POLECENIE DO WYKONANIA: Zaktualizuj poniższe rekordy, wstawiając „cat's paw” wszędzie tam, gdzie występuje „cat's ear”. Pozostałą treść zostaw bez żadnych zmian.

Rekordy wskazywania
-------

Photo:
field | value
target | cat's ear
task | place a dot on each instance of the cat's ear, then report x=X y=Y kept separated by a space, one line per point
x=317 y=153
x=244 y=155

-------

WYNIK ĆWICZENIA:
Photo:
field | value
target | cat's paw
task | place a dot on each instance of the cat's paw, then report x=X y=Y kept separated by a space, one line per point
x=317 y=153
x=244 y=155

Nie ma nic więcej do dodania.